PROBLEM DETAILS
Comb through the entries for "below" and pull out each line that holds it.

GIVEN DATA
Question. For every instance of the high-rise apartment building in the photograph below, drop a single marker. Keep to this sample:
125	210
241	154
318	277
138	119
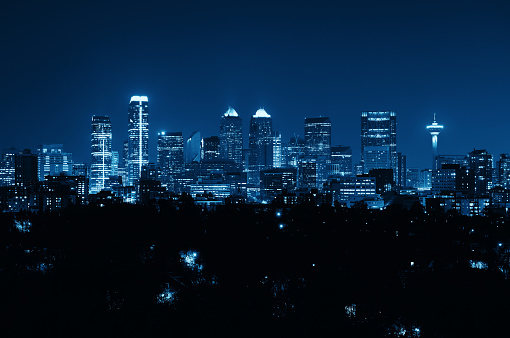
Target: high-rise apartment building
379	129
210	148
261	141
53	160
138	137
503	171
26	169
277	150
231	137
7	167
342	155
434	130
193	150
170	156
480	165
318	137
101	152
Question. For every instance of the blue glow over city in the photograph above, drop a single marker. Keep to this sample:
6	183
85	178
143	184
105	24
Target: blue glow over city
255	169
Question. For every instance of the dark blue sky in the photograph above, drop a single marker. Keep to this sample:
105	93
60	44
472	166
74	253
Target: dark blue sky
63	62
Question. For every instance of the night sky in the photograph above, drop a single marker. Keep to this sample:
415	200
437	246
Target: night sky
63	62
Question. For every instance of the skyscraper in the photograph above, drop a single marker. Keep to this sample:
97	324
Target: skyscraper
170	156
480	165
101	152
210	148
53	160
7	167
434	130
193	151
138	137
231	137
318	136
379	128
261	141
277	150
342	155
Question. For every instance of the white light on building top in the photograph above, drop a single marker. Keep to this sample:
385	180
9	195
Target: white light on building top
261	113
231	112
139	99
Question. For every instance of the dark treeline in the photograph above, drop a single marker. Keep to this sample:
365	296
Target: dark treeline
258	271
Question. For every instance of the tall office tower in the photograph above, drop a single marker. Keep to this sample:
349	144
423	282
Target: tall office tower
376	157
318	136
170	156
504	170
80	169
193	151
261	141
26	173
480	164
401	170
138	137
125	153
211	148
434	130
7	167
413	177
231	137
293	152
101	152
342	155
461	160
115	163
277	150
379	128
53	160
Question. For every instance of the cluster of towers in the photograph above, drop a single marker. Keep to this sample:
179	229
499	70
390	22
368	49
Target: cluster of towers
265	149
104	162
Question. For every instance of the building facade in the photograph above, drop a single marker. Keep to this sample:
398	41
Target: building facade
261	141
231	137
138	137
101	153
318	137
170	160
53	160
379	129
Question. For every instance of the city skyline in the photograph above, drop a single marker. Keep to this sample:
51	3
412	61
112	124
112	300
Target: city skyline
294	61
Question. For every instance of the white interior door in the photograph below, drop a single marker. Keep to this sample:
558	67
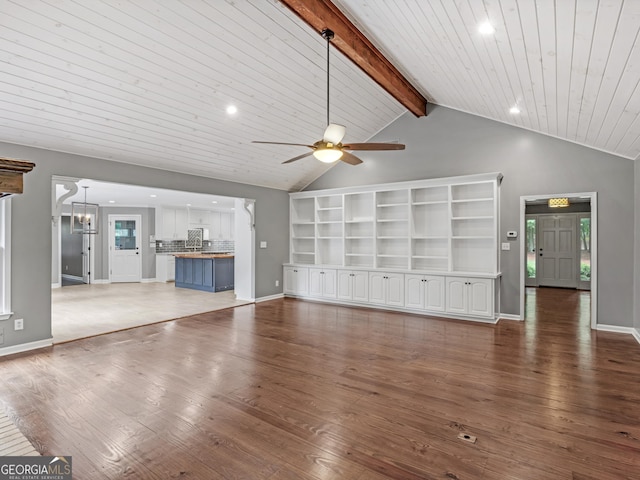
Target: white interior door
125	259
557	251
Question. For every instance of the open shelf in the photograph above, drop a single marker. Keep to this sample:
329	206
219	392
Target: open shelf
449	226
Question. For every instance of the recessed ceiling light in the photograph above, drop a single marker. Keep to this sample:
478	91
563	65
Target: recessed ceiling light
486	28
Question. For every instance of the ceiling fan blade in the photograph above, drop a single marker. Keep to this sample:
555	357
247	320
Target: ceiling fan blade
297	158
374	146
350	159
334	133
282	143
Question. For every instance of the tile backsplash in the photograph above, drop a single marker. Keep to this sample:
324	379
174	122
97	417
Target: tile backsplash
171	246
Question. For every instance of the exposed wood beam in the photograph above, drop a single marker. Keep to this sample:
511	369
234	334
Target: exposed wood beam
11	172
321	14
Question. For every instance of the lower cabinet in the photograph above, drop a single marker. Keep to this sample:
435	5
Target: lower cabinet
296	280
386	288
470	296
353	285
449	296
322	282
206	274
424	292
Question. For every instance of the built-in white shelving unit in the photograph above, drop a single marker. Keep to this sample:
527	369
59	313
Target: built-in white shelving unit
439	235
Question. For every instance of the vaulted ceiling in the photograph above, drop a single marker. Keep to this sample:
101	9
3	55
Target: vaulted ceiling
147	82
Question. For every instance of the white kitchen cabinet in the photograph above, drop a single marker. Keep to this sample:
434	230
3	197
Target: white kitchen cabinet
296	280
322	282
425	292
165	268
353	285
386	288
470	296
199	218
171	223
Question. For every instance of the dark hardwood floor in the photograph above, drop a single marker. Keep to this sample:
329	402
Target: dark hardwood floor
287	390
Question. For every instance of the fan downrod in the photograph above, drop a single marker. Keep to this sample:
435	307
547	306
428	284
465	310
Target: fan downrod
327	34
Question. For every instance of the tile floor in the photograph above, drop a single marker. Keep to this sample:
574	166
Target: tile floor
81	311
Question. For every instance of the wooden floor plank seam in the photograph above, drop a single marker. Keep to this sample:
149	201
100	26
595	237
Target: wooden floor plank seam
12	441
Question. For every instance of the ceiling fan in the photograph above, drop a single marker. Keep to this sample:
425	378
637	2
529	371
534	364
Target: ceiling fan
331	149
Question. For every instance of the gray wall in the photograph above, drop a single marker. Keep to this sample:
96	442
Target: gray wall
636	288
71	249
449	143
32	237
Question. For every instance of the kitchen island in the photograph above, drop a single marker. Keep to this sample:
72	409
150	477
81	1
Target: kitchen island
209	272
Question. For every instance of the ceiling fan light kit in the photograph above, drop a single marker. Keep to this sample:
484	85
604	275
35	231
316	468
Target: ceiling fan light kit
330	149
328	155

EXERCISE OUTPUT
Question. For every instance of the high-rise apartment building in the photograph below, drop a single marker. Keep to this sample:
Question. For every instance of the white interior door in the photograph below, drop a single marker. Keep to this sample:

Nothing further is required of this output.